Required task » Reproduce all of the following material word for word, from the first line to the last.

Material provided »

■ ■ ■ ■ ■ ■ ■

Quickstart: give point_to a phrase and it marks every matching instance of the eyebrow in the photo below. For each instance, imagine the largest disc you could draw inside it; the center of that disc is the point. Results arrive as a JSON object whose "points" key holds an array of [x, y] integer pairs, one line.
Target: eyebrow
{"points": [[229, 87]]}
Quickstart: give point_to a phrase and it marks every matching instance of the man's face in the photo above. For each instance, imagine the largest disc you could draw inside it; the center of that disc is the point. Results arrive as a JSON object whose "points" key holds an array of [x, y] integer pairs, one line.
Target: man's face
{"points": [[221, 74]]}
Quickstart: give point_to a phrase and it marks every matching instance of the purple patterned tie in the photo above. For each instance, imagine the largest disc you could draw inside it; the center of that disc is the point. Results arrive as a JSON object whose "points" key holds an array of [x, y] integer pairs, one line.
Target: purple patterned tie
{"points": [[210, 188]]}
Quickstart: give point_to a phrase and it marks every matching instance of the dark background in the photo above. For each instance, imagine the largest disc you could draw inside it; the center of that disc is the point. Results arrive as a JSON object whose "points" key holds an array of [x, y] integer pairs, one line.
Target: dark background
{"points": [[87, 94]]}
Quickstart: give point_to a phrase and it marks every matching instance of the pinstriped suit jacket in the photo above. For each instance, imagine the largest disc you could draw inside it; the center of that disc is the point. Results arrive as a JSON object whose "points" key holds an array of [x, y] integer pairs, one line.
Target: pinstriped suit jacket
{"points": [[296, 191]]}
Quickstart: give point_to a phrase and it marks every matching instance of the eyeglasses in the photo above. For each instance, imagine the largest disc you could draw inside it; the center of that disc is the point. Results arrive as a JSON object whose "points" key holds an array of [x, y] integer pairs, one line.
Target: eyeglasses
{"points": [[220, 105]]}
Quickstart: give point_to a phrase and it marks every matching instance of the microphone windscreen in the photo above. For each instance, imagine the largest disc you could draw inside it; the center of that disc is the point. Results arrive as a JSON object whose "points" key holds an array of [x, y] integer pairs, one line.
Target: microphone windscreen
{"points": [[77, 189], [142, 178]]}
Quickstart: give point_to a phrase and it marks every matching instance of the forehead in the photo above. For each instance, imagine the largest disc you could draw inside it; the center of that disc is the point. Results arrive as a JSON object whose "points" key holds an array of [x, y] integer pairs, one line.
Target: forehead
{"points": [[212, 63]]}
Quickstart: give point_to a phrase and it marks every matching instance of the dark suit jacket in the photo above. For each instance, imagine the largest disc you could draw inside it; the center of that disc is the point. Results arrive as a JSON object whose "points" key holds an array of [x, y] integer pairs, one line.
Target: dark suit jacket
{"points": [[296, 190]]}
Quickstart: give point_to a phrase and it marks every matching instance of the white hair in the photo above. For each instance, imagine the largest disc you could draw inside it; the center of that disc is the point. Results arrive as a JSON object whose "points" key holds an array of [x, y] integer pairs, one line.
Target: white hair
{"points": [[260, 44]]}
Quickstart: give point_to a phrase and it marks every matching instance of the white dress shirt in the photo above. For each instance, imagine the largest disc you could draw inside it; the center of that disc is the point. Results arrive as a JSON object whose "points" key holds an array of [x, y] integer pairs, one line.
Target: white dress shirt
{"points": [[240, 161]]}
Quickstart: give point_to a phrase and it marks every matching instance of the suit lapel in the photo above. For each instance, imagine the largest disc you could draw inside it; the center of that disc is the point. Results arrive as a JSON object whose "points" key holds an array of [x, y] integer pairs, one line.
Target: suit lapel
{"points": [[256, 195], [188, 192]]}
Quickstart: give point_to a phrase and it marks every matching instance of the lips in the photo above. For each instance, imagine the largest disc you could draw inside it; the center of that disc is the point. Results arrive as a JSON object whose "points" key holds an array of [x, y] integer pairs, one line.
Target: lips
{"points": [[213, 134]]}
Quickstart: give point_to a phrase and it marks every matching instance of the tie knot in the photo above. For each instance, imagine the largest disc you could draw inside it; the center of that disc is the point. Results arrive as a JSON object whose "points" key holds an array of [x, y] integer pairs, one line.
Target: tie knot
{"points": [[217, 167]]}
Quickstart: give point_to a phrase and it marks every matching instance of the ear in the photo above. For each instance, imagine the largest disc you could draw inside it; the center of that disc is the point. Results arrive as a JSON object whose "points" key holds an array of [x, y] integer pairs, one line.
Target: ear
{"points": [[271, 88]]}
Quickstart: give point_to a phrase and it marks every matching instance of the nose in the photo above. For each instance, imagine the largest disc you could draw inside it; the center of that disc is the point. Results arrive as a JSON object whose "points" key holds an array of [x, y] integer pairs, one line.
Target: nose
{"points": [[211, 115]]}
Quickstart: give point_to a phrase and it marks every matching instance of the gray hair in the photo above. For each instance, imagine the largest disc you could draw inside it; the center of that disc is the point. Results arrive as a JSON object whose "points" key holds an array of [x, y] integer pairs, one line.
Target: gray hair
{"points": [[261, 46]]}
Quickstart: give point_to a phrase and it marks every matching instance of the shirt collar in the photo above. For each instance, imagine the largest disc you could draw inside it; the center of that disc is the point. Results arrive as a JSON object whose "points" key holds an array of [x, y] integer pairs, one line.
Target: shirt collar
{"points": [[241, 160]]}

■ ■ ■ ■ ■ ■ ■

Answer in full »
Quickstart: give point_to a phrase and it marks every matching instance of the eyebrow in the photo below. For each instance, imagine the largest disc you could draw inside it; the center of that disc is the point. Results arrive as a JSON object whose "points" key holds an array of [x, y] integer pairs, one line.
Target: eyebrow
{"points": [[229, 87]]}
Quickstart: give point_to a phrase and it marks every matching instance of the man's face in the photo above. For each instance, imagine the largest disc you could draw inside it; the center of that disc is the point. Results arrive as a JSON object whose "points" key holds an array of [x, y] integer pairs, one line.
Target: man's face
{"points": [[221, 74]]}
Quickstart: give point_to a phrase and it marks every matching instance of the purple patterned tie in the photo above. For each instance, imagine the largest disc you could draw inside it; the center of that disc is the point. Results arrive as a JSON object whose "points" key holds an array of [x, y] integer pairs, one line.
Target: purple patterned tie
{"points": [[210, 188]]}
Quickstart: give point_to a phrase and it marks every matching instance of the dark background in the photo above. For each instance, imagine the largest disc you could draw inside it; the center of that disc is the point. Results arrive as a JSON object whose "points" key holds an array of [x, y] integer pairs, one line.
Target: dark background
{"points": [[87, 94]]}
Quickstart: give point_to a phrase and it marks every matching instance of the pinstriped suit jacket in the photo above. For each instance, imagine the largest disc you could draw inside it; the center of that disc is the point. Results arrive as a JSON object whose "points" key holds an array of [x, y] integer pairs, one line.
Target: pinstriped suit jacket
{"points": [[296, 191]]}
Quickstart: give point_to a phrase and it marks every matching instance of the eyeglasses in the photo above. For each instance, imagine the largest disc you could draw inside it; the center of that disc is the point. Results arrive as a JSON object whose "points" key holds an array of [x, y] integer pairs, one line.
Target: eyeglasses
{"points": [[220, 105]]}
Quickstart: give point_to a phrase and it marks every matching instance of the microphone windscreen in the photo above. For each instance, imagine the largest disc you could draw inside it; the center of that disc is the point. Results arrive as a JSON object whose "points" key holds an array of [x, y] integer pairs, one line.
Target: microphone windscreen
{"points": [[77, 189], [142, 178]]}
Quickstart: give point_to a phrase and it marks every matching instance of the forehead in the photo above. For each instance, imagine the largest disc you could draw inside it; the center of that disc is the point. Results arrive as a JSON object whose "points" key holds an array of [x, y] integer pairs, one line.
Target: forehead
{"points": [[212, 63]]}
Quickstart: give point_to a phrase and it marks every matching instance of the dark suit jacket in the photo above. For each instance, imagine the largest disc you could draw inside it; the center of that disc is the point. Results arrive as a JSON object whose "points" key holds an array of [x, y] integer pairs, one line.
Target: dark suit jacket
{"points": [[296, 190]]}
Quickstart: give point_to a phrase and it marks every matching instance of the white hair in the photo above. For each instance, imagine the largest disc you could draw inside it; the center of that disc is the point. Results arrive as a JSON object whose "points" key holds an array of [x, y] integer pairs, one line.
Target: white hair
{"points": [[260, 44]]}
Quickstart: give point_to a phrase and it marks every matching instance of the white dress shirt in the photo above. For each instance, imagine the largest disc you could draw inside it; the center of that disc is the point. Results arrive as a JSON object whose "points" key holds an array of [x, y] integer pairs, one line.
Target: white dress shirt
{"points": [[240, 161]]}
Quickstart: give point_to a phrase and it marks every matching instance of the suit lapel in the photo above. For each instance, imagine the largest disc you could draw inside it; the center of that disc is the point. Results arrive as a JSON object whose "points" key holds an array of [x, y] integer pairs, one line.
Target: suit lapel
{"points": [[256, 195], [188, 192]]}
Quickstart: give point_to a phrase and it marks every matching instance of the lips in the photo above. For each instance, imagine the largest disc you could draw inside it; the center of that disc is the point. Results arrive as a JSON object whose "points" key holds an array of [x, y] integer pairs, one line.
Target: lips
{"points": [[213, 134]]}
Quickstart: give point_to a phrase and it marks every matching instance of the tie knot in the photo above. For each instance, imagine the largest disc you could draw inside it; the center of that disc is the point. Results arrive as a JSON object whose "points" key holds an array of [x, y] integer pairs, one line.
Target: tie knot
{"points": [[217, 167]]}
Quickstart: give point_to a phrase and it marks every matching instance of the ear in the photo above. For each instance, imagine the largest disc you could draw inside it; the center of that disc is the point. Results arrive as a JSON object whose "points" key holds an array of [x, y] integer pairs, one line.
Target: ear
{"points": [[271, 88]]}
Quickstart: give point_to a phrase and it marks every matching instance of the nose in the photo above. For each instance, imagine the largest disc you could draw inside it; the center of that disc is the point. Results arrive as a JSON object whose "points" key holds an array of [x, y] integer pairs, one line.
Target: nose
{"points": [[211, 115]]}
Quickstart: give point_to a phrase and it marks every matching instance of the gray hair in the photo above. For each instance, imagine the largest disc you could draw inside it; the center of that disc is the point. Results arrive as a JSON object whose "points" key holds an array of [x, y] integer pairs, one line.
Target: gray hair
{"points": [[261, 46]]}
Quickstart: give point_to a phrase and it marks every matching instance of the shirt collar in the photo above. For each instance, imagine the largest disc you could draw inside it; the center of that disc is the point. Results arrive as a JSON object whose "points" key holds an array of [x, y] integer pairs, one line.
Target: shirt collar
{"points": [[241, 160]]}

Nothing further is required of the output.